[Opening DATA PROVIDED section]

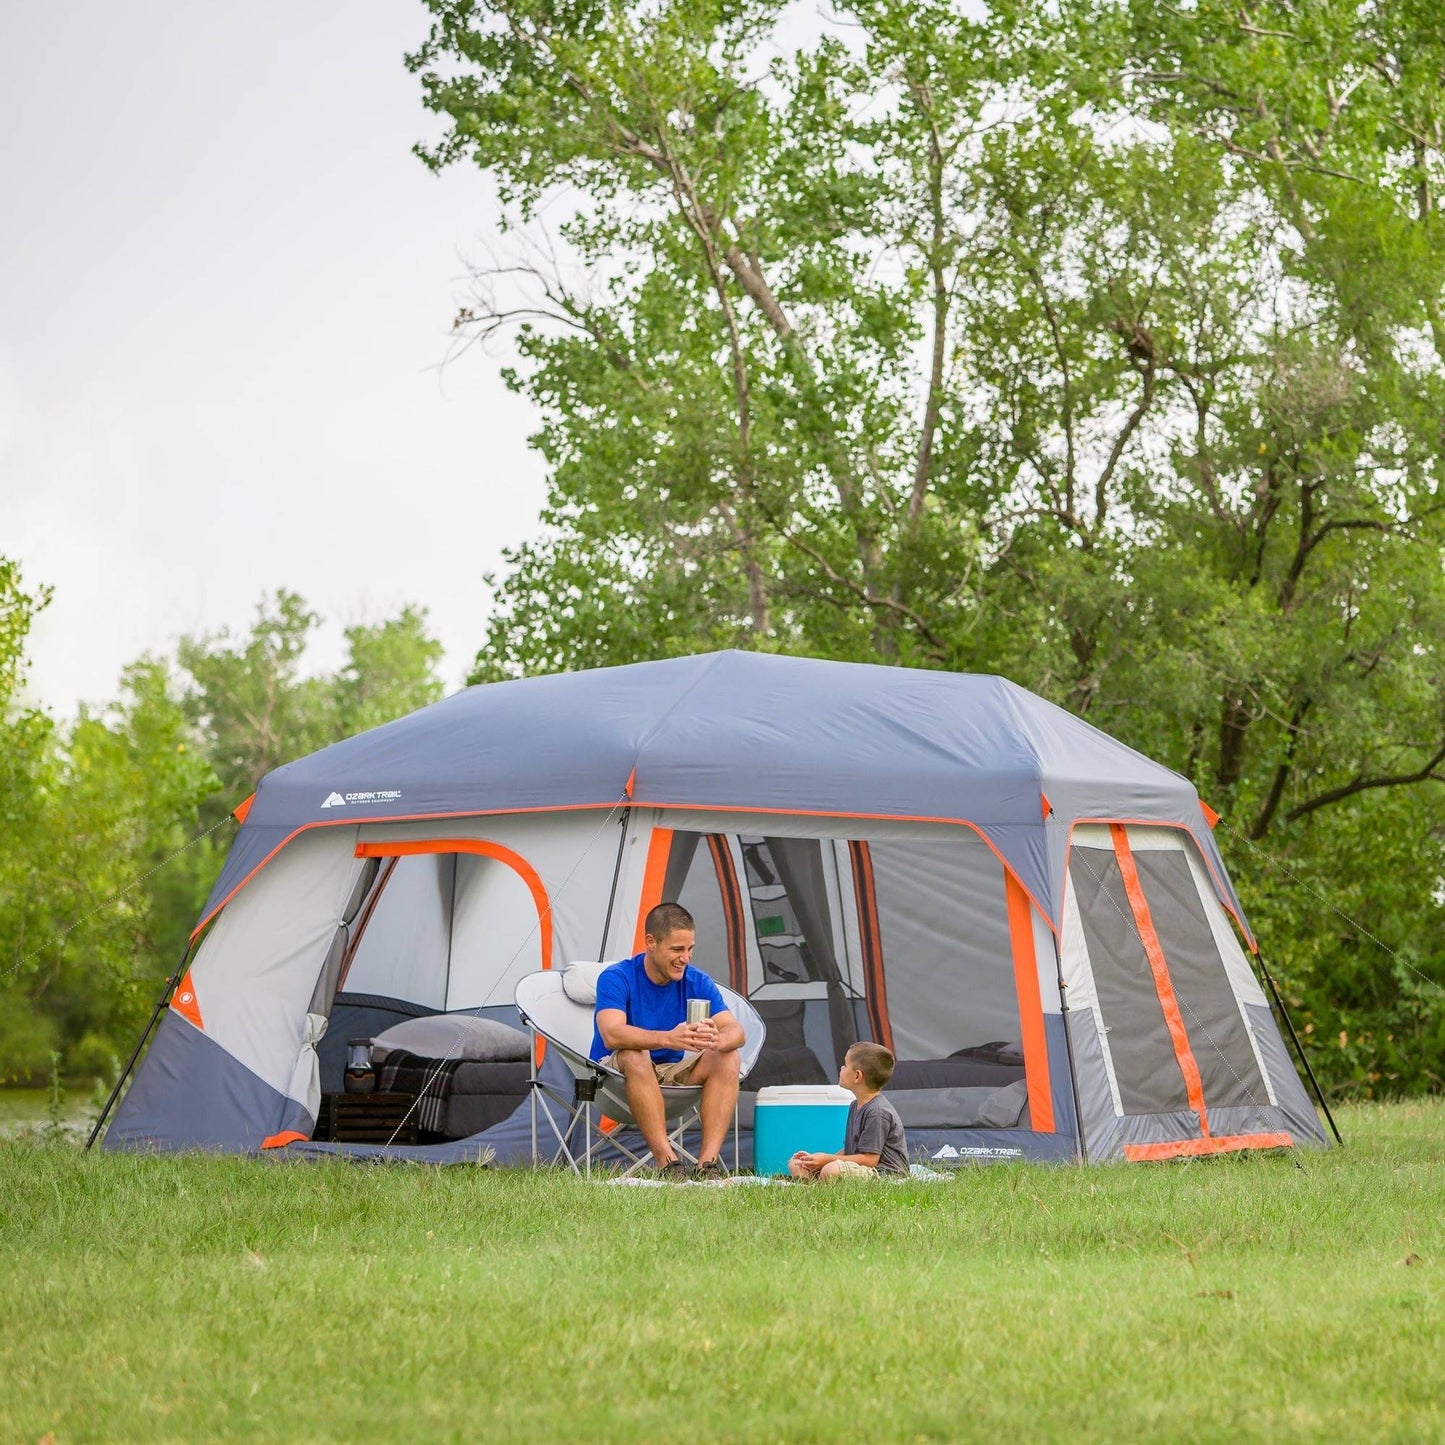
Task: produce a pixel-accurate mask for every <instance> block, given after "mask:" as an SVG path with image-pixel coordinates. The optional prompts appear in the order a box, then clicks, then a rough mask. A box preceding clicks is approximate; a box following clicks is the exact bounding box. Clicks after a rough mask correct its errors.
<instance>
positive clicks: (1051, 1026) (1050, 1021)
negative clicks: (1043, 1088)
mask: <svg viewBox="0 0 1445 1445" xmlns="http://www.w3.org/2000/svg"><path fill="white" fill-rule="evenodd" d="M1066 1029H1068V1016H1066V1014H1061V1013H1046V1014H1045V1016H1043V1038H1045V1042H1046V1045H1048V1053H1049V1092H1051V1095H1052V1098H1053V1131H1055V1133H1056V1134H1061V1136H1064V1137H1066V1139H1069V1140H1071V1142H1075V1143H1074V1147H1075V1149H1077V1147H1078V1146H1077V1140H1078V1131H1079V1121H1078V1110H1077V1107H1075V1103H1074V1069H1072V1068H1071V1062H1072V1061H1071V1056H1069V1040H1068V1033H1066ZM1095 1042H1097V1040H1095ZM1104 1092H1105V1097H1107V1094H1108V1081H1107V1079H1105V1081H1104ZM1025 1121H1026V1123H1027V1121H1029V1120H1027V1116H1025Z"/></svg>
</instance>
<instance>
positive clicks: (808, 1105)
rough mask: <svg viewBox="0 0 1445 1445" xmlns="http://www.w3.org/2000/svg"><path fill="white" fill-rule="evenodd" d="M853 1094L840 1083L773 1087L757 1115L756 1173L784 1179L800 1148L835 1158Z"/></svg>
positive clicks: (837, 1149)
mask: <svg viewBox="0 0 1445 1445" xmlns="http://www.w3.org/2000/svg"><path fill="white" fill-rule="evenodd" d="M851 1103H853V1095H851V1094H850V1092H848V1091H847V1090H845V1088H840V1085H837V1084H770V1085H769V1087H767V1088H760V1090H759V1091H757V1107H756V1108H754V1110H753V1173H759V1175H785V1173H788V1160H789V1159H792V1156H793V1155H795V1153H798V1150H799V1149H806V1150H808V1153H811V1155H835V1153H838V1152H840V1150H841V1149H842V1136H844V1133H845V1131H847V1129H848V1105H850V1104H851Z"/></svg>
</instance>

[Closing DATA PROVIDED section]

- [WHAT THIS TASK INVOLVES]
Your answer must consist solely of the lines above between the line holding "negative clicks: (1043, 1088)" and the line holding "positive clicks: (808, 1105)", inclusive, copied exactly.

- [WRITTEN SOLUTION]
negative clicks: (1043, 1088)
mask: <svg viewBox="0 0 1445 1445" xmlns="http://www.w3.org/2000/svg"><path fill="white" fill-rule="evenodd" d="M1066 1029H1068V1016H1066V1014H1061V1013H1046V1014H1045V1016H1043V1038H1045V1042H1046V1045H1048V1053H1049V1092H1051V1095H1052V1098H1053V1131H1055V1133H1056V1134H1061V1136H1064V1137H1066V1139H1069V1140H1071V1142H1075V1143H1074V1147H1075V1149H1077V1147H1078V1146H1077V1140H1078V1131H1079V1121H1078V1110H1077V1107H1075V1103H1074V1069H1072V1068H1071V1062H1072V1061H1071V1056H1069V1040H1068V1033H1066ZM1095 1042H1097V1040H1095ZM1104 1092H1105V1097H1107V1094H1108V1081H1107V1079H1105V1081H1104ZM1025 1121H1026V1123H1027V1121H1029V1120H1027V1116H1025Z"/></svg>
</instance>
<instance>
positive clicks: (808, 1105)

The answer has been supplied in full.